[Saved data entries]
-- start --
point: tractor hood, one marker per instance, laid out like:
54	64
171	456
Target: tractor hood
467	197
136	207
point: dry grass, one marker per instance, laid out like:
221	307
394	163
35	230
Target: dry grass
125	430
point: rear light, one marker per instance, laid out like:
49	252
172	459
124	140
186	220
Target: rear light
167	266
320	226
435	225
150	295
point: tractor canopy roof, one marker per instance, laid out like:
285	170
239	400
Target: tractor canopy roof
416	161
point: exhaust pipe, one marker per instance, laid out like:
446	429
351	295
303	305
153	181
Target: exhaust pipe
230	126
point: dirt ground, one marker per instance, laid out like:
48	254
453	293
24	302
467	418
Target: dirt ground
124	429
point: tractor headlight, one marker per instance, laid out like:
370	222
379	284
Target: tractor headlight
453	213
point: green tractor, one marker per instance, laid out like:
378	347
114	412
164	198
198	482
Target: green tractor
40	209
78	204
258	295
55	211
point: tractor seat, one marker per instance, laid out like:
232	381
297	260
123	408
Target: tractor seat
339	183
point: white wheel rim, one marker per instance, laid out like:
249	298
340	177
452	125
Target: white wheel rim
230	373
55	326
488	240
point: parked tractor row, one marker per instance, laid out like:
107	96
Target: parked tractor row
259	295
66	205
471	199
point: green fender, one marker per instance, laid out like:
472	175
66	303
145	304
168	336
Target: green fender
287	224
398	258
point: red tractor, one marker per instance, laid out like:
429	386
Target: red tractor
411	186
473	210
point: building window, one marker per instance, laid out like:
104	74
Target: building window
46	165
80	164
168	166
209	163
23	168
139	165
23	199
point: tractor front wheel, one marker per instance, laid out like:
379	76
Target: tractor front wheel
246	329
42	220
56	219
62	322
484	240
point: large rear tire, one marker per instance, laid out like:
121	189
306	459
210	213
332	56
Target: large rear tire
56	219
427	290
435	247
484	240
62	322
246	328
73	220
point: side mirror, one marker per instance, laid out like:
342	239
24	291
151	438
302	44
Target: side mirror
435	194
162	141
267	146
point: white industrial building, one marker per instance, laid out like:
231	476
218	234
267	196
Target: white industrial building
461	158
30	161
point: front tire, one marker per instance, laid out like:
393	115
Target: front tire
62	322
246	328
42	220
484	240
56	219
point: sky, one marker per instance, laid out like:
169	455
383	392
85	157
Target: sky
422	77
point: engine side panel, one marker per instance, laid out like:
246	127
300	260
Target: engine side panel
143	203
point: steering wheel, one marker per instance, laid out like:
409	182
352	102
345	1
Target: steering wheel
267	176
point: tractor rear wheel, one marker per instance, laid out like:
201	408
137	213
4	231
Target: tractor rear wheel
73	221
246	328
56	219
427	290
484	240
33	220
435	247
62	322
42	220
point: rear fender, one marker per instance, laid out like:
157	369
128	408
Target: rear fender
-- end --
■ **Given task**
Reproduce every record, matching each line exactly.

■ **Solution**
point: tractor hood, one marker per instance, laid out like:
54	64
171	456
Target: tractor hood
467	197
136	207
point: dry grass, one marker per instance, laid out like:
221	307
394	163
35	230
Target: dry grass
125	430
point: rear light, one marker per instance, laid out like:
49	252
172	459
124	140
186	220
Target: rear light
167	266
320	226
435	225
150	295
point: tractor canopy roof, one marker per instance, laid out like:
285	170
239	400
Target: tractor canopy roof
416	161
point: exhaust pipe, one marker per instance, laid out like:
446	429
351	295
303	305
153	181
Target: exhaust pipe
230	126
point: dirt ground, one marker per instance, laid out like:
48	254
453	293
24	302
467	418
Target: dirt ground
124	429
point: tractor headlight, one marker per instance, laid out like:
370	222
379	284
Target: tractor headlight
453	213
point: green tractor, one marker per instance, laid out like:
378	347
114	412
164	198
198	482
Target: green tractor
40	209
78	204
258	295
55	211
point: tractor seat, one marker per instance, laid out like:
232	381
297	260
123	408
Target: tractor seat
339	183
point: white wheel rim, one marker per instance, laid out like:
249	298
340	177
452	125
Target: white wheel rim
230	373
55	326
488	240
point: parked tractor row, one marker per instance, laid out like:
107	96
Target: parked tractor row
259	295
66	205
471	199
point: green fender, one marker per instance, laid out like:
472	175
66	303
145	304
168	336
Target: green fender
287	224
398	258
point: red tractor, one marker per instance, laid out like:
429	386
Target: red tractor
411	186
473	210
point: building window, one marker per instance, laid out like:
104	74
Target: building window
46	165
80	164
168	166
209	163
23	168
139	165
23	199
point: tractor front wheel, one marker per instance, laid out like:
379	76
Target: tractor front wheel
246	329
42	220
56	219
62	322
484	240
point: large rear tire, one marker per instance, laid out like:
121	189
306	459
210	213
332	56
Target: large rear tire
56	219
427	290
435	247
484	240
62	322
246	328
73	220
point: side mirror, one marker per instance, laid out like:
342	239
24	291
151	438
302	44
Target: side mirror
435	194
162	141
267	146
point: white industrial building, one marker per instance, laid out like:
231	476
218	234
267	196
Target: white industrial building
461	158
30	161
point: front tire, one marker per instance, laid out like:
393	115
Target: front tire
62	322
246	328
42	220
484	240
56	219
point: sky, one marker per instance, laid out like:
169	455
383	392
85	157
Target: sky
422	77
point: engine side panel, one marker per instance, laid out like:
246	127
300	260
Target: engine side panel
143	203
point: steering wheel, one marker per instance, laid out like:
409	182
352	102
345	1
Target: steering wheel
267	176
point: tractor rear wheel, one marker per instance, laid out like:
201	408
137	213
4	231
Target: tractor rear wheel
73	221
246	328
56	219
427	290
484	240
33	220
435	247
62	322
42	220
point: rear fender, one marker per instance, laid out like:
157	369
128	408
Target: rear fender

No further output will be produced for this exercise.